[start MATERIAL]
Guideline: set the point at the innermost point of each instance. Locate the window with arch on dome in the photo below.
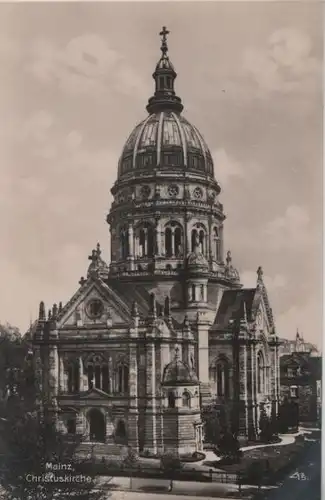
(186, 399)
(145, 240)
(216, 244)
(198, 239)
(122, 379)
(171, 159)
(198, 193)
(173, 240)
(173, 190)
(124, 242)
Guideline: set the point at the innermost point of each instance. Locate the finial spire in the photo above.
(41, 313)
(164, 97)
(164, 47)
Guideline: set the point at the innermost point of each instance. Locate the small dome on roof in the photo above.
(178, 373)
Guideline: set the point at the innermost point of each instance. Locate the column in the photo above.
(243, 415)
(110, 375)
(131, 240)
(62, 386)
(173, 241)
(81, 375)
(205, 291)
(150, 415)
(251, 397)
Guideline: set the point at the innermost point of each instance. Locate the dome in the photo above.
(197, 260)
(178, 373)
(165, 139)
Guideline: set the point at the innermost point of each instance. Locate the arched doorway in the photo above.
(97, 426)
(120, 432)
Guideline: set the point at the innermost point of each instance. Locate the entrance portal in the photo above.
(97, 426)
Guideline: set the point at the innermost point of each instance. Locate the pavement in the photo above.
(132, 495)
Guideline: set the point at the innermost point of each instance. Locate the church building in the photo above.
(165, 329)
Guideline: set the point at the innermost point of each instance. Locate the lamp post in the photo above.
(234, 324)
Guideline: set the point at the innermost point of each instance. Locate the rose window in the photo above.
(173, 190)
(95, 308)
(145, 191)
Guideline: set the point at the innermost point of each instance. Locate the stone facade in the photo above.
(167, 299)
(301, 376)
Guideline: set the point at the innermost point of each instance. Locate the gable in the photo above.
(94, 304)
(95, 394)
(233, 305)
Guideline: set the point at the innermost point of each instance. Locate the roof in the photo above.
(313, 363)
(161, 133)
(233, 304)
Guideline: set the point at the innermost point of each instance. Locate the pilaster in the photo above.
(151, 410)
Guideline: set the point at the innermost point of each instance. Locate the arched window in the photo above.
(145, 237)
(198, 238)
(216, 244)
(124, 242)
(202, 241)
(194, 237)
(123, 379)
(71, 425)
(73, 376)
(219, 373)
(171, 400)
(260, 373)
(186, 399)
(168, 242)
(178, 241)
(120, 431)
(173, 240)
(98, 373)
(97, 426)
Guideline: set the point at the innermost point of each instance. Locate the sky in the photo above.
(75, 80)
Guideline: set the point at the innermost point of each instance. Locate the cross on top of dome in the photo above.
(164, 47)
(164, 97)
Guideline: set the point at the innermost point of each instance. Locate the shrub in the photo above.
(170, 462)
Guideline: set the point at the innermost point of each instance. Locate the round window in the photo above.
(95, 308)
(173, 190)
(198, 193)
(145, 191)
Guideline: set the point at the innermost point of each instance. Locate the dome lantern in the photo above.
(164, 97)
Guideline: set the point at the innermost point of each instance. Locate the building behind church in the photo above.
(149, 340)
[end MATERIAL]
[start MATERIAL]
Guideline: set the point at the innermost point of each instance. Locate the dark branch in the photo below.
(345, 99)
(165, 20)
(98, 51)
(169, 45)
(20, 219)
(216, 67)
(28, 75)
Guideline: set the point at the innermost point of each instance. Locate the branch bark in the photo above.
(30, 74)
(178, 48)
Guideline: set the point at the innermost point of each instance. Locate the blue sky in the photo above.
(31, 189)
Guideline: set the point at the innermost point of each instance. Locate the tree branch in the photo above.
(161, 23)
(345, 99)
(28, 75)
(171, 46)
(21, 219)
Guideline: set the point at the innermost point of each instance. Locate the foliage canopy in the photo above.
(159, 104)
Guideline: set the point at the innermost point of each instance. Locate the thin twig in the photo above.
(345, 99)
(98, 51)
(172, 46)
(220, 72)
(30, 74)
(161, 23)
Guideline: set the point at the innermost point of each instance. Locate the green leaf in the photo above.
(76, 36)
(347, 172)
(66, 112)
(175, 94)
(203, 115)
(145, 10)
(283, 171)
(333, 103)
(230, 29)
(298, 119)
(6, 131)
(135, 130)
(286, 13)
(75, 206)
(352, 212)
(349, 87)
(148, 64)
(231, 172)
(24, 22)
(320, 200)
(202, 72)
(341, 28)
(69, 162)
[end MATERIAL]
*WORK INSTRUCTIONS*:
Pick out and copy every row above that contains the string "roof". Letter case matters.

*OUTPUT OF THE TASK*:
Guideline: set the point at the innermost point of each instance. Locate the small dome on roof in the photo above.
Guideline: set the point at the innermost point of each instance. Locate the roof in the photo above.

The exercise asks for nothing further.